Source text:
One of the key insights of the book is that the Federal Reserve tends to follow financial market trends rather than lead them – partly because financial markets have become so huge.

In the real economy (Main Street), much the same is true in that the multinationals are now more or less beyond the control of the authorities and will shift production to any country in the world to avail of lower wage costs.

Another valuable insight is the suggestion that liquidity injections and bank recapitalisations will not work unless borrowing costs are brought down in real terms. It is only when lending increases that the money supply will begin to grow. (This is highly relevant to the question of whether our “bad bank”, Nama, will actually encourage new lending.)

Written exercise 1: From the entries, copy out word for word the part that opens with the line containing "Expected: a point inside each instance of the shadow" and closes with the line containing "point(269, 575)", including both of those lines. Leave the pictures out.

Supplied records:
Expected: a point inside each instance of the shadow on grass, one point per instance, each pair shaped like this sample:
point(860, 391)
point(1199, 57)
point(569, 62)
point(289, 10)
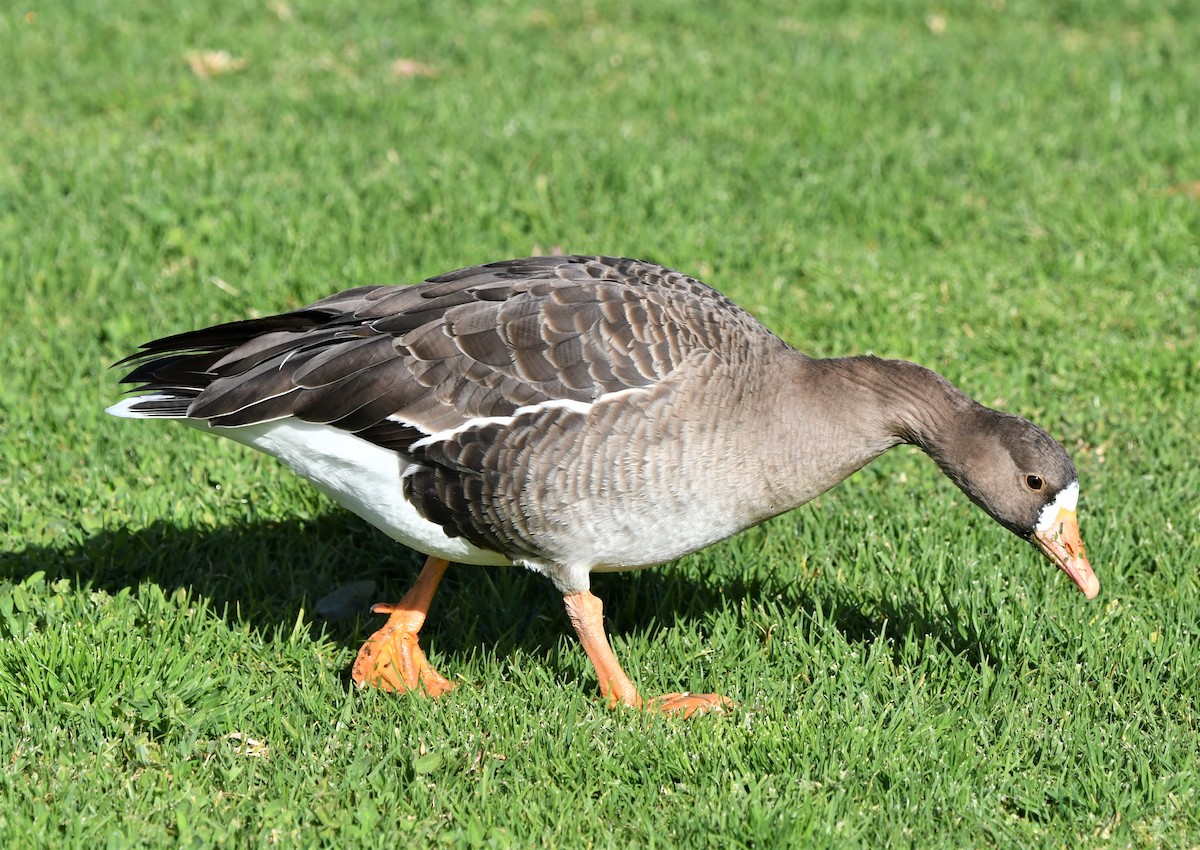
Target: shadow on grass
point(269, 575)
==
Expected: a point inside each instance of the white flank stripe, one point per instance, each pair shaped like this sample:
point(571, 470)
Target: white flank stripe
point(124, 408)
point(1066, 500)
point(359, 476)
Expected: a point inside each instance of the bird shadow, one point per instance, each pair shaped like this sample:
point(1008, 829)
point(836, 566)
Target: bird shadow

Written exercise 2:
Answer these questions from the passage on the Federal Reserve:
(a) Does the Federal Reserve tend to lead financial market trends or follow them?
(b) What do multinationals shift production to any country in the world to avail of?
(c) What is the name of the "bad bank" mentioned?

Output 1:
Expected: a point inside each instance of the shadow on grass, one point per instance, each pair shaped like this sample:
point(860, 391)
point(1199, 57)
point(569, 62)
point(289, 10)
Target: shadow on grass
point(269, 575)

Output 2:
(a) It tends to follow them.
(b) Lower wage costs.
(c) Nama.